Climate-Friendly Communities Don’t Magically Appear

Oregon Environmental Council and 1000 Friends of Oregon have a long history of partnership, especially working together to advance compact community design with a myriad of reliable alternatives to driving. When people live close to their daily destinations and have lots of transportation options, we can significantly curb climate pollution from everyday travel.

And the good news is that climate-friendly communities have lots of other benefits: the air is cleaner, the costs of getting around are lower, it’s easier to get exercise by walking and biking, they are cheaper to build and maintain, and–because they use less space–precious farm and forest lands are protected from sprawl.

But these types of communities don’t magically appear. The powers that be must re-orient transportation and land use plans toward reducing greenhouse gas emissions (GHGs), rather than ignoring the reality of climate change. Elected officials and government bodies at every level must provide affordable, reliable transportation options that safely move people and goods, rather than focusing on speedily moving cars and trucks, and assuming that everyone has access to a car.
##########
**PROBLEM TO WORK ON:**
Continue the passage on climate-friendly communities, starting after its final sentence.
##########
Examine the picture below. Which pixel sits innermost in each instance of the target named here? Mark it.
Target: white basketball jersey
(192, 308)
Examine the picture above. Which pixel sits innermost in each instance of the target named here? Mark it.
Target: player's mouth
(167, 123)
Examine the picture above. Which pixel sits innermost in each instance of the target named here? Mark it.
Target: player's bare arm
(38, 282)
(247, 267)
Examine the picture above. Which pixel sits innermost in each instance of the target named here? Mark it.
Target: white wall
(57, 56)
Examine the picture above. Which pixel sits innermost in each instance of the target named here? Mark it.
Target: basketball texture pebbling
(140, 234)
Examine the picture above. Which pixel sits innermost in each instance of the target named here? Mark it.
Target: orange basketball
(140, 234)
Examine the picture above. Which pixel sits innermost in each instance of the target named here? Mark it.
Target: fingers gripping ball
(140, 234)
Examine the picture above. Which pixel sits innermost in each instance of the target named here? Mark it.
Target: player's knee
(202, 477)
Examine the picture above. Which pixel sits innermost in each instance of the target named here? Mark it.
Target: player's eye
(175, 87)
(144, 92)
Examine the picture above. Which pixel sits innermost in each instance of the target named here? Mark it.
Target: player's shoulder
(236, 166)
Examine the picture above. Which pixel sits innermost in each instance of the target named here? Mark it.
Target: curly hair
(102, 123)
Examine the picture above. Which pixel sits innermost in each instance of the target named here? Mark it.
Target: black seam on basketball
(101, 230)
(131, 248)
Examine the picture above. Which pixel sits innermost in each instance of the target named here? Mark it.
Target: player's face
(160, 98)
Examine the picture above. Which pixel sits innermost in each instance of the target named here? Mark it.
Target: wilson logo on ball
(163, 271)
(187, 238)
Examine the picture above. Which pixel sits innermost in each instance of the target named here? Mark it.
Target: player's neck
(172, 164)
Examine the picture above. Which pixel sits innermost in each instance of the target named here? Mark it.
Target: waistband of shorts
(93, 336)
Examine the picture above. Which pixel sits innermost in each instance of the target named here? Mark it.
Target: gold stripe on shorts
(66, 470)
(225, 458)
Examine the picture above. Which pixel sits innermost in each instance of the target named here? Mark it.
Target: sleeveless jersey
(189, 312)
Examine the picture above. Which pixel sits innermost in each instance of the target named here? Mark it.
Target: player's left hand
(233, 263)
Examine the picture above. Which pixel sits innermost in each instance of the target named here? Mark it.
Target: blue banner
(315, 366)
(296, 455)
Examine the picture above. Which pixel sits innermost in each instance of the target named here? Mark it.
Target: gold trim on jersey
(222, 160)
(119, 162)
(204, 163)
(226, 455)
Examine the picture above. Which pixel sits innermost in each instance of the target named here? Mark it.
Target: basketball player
##########
**REPLY:**
Recognizing the critical need to change the planning mindset and to direct Oregon’s population boom in a sustainable way, 1000 Friends and OEC worked to influence the Jobs & Transportation Action of 2009. That legislation and a subsequent bill in 2010 (Senate Bill 1059) set the state on the right path by: 

  • Requiring the Department of Land Conservation and Development to set targets for reducing greenhouse gas emissions from car travel in Oregon’s major metropolitan areas; 
  • Requiring the state’s largest metropolitan area (Metro) to develop and adopt a land use and transportation scenario that reduces GHGs over time; and
  • Requiring ODOT to develop a Statewide Transportation Strategy to achieve necessary GHG reductions from transportation, and to provide tools and resources to help communities across the state make climate-friendly choices.

While the agencies may have “checked the box” for all of the above, implementation has been lackluster, and Oregon is failing to reduce transportation-related GHGs. A decade ago, transportation accounted for just over one-third of Oregon’s GHG emissions; it now accounts for nearly 40%. As reported by ODOT’s staff in May of 2018 (see chart below), the state will reduce transportation emissions by only 20% by 2050 under the current trajectory, a far cry from the state’s adopted GHG reduction goal of a 75% reduction in total emissions across all sectors by 2050.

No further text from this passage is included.